======== Excerpt

I alighted on two books, which I purchased in first edition. Walter Raymond's Two Men o' Mendip (Longmans, Green, 1899) and Under Cheddar Cliffs (Seeley, 1903) by Edith Seeley. Baker summarised the first as: Lawless and uncivilized character, and strong, elemental passion, are the basis of this tragedy of country life. It represents a state of things that actually existed a century ago among the lead-miners near Cheddar and their unfriendly neighbours, the farmers. The picturesque scenery of the Mendip Hills, and the traits of speech and manners, are depicted with familiar knowledge.
Walter Raymond (1852-1931)

Raymond was born in Yeovil and remained a Somerset man all his life. His novels, written between 1888 and 1928, were based on Somerset rural life and they were praised by contemporary critics for their ‘simplicity and wholesomeness’. One recent commentator remarks that the books were very simply written with no convoluted plots or wordy descriptions. Nevertheless, his spontaneous and charming style was well suited to Somerset country life, the chief subject of his writing, and garnered him much critical acclaim. He also wrote under the pseudonym Tom Cobbleigh.

================

Short exercise A: Rewrite the records from the line with "outline jacket button, every instance" through the end of the records, putting "coat" in place of "jacket" and changing nothing else.
The records are unrelated to the text.

======== Material provided

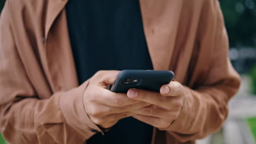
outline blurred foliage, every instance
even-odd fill
[[[1,134],[0,134],[0,144],[4,144],[5,143],[5,142],[4,141],[4,140],[3,139],[3,137],[1,135]]]
[[[231,47],[256,46],[256,0],[219,0]]]
[[[256,65],[253,68],[249,74],[251,77],[251,92],[253,94],[256,95]]]
[[[256,141],[256,118],[247,118],[247,123]]]

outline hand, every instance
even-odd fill
[[[147,106],[145,102],[131,99],[126,94],[108,89],[119,71],[99,71],[90,80],[84,93],[85,111],[91,120],[103,128],[108,128],[119,119],[135,115],[132,110]]]
[[[185,92],[182,85],[177,81],[163,85],[160,93],[130,89],[127,96],[131,99],[151,104],[150,105],[130,112],[133,117],[153,127],[168,127],[178,117],[183,105]]]

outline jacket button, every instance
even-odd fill
[[[96,130],[96,129],[91,129],[91,132],[94,132],[94,133],[98,133],[98,131]]]

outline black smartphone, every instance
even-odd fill
[[[116,93],[127,93],[134,88],[160,92],[161,87],[169,83],[174,73],[168,70],[124,70],[119,72],[110,91]]]

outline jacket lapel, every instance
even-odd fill
[[[44,39],[48,38],[48,33],[57,16],[65,8],[68,0],[48,1],[47,11],[45,25]]]
[[[182,2],[140,0],[144,31],[154,70],[170,69]]]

================

Short exercise B: According to the excerpt on Walter Raymond, what pseudonym did he also write under?

Correct response A:
outline coat button, every instance
even-odd fill
[[[96,130],[96,129],[91,129],[91,132],[94,132],[94,133],[98,133],[98,131]]]

outline black smartphone, every instance
even-odd fill
[[[116,93],[127,93],[134,88],[160,92],[161,87],[169,83],[174,73],[168,70],[124,70],[119,72],[110,91]]]

outline coat lapel, every instance
even-odd fill
[[[44,39],[48,38],[48,33],[57,16],[65,8],[68,0],[48,1],[47,11],[45,25]]]
[[[182,2],[140,0],[144,31],[154,70],[170,69]]]

Correct response B: Tom Cobbleigh.